*Data section*
-- Begin --
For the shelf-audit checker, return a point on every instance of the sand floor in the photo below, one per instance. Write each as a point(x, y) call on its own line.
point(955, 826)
-- End --
-- Begin --
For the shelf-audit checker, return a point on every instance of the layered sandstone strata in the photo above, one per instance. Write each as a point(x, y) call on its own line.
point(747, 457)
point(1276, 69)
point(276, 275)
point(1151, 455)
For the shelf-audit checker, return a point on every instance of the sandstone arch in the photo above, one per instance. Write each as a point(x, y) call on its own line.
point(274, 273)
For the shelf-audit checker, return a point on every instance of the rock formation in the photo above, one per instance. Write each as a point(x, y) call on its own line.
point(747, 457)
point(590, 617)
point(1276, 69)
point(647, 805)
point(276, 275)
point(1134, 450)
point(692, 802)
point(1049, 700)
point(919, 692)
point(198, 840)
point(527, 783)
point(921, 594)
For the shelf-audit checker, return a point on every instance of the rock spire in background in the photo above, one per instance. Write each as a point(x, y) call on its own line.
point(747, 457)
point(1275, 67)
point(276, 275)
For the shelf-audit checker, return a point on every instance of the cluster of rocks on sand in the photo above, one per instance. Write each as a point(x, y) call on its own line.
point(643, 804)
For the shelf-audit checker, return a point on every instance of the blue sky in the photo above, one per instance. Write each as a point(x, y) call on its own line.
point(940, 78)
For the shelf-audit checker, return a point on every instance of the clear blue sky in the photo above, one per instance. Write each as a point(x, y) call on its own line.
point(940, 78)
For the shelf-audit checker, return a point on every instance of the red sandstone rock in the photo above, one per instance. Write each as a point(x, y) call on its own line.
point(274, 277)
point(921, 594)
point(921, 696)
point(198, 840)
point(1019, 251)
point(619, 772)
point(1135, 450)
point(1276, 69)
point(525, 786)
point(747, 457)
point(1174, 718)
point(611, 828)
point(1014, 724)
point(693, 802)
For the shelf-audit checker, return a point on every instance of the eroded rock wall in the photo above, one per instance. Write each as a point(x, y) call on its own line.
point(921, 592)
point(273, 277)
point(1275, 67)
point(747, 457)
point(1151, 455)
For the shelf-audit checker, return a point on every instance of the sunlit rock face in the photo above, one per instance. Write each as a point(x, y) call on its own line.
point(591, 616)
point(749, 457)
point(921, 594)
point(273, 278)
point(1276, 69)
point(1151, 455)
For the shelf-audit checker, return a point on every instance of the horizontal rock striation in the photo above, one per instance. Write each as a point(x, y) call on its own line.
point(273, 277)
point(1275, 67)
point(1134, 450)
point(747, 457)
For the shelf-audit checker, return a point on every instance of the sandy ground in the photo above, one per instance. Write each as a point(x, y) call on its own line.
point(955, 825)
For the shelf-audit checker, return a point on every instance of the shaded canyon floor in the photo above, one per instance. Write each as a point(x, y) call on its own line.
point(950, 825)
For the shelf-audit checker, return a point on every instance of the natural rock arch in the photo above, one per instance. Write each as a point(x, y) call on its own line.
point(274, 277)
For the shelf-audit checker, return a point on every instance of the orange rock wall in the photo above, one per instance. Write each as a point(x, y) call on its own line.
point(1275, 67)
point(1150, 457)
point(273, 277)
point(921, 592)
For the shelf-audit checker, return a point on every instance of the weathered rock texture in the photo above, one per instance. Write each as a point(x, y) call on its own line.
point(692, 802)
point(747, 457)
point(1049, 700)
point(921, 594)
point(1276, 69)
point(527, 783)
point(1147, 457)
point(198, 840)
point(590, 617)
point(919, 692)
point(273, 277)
-- End --
Please copy the part of the listing above that opens with the line containing "the rock spire" and closes with the line containing "point(955, 825)", including both of those lines.

*Answer for this exercise*
For the shelf-audit checker, return a point on every instance of the rock spire in background in the photo above, one per instance. Write each as a point(x, y) call on its own line.
point(747, 457)
point(1275, 67)
point(276, 275)
For the shelf-audit checker, return a point on every instance of the cluster of rocks on sand in the photo above, one per instance. Write each as a point(x, y) call on its own line.
point(643, 804)
For the shelf-audit checker, return a point on every instance of the blue sky in the photo above, one per instance. Write each as a point(x, y) call on its own line.
point(940, 78)
For the shelf-audit checker, return a point on every instance of the clear blue sky in the photo above, one per instance. Write each as a point(x, y) call on its own line.
point(940, 78)
For the shelf-audit checker, return a point on every instance of the red sandstone rock in the photo above, one per instance. Write each as a point(x, y) call on its own line.
point(274, 277)
point(921, 594)
point(921, 696)
point(198, 840)
point(1019, 251)
point(619, 772)
point(1135, 450)
point(1276, 69)
point(525, 786)
point(747, 457)
point(1174, 718)
point(611, 828)
point(1014, 724)
point(693, 802)
For the shelf-audit checker, return a point on every instance of the eroded rock wall in the photo above, one per instance. Write each as a point(x, y) call on its own line.
point(921, 592)
point(273, 277)
point(1275, 67)
point(747, 457)
point(1151, 455)
For the shelf-audit checker, return a point on every instance of the sunlit rock face in the photo above, one per instance. Write each as a point(x, y) call on its own line.
point(591, 616)
point(749, 457)
point(921, 594)
point(273, 278)
point(1276, 69)
point(1151, 455)
For the shelf-audit checker, return a point on every instance of the horizontal rock striation in the photo above, one per instance. Write each as a point(x, y) call on its own line.
point(273, 277)
point(1275, 67)
point(1134, 450)
point(747, 457)
For the shelf-audit checker, return a point on every instance of the sandy ground in the photo above, one per instance. Write each as a point(x, y) call on its own line.
point(955, 825)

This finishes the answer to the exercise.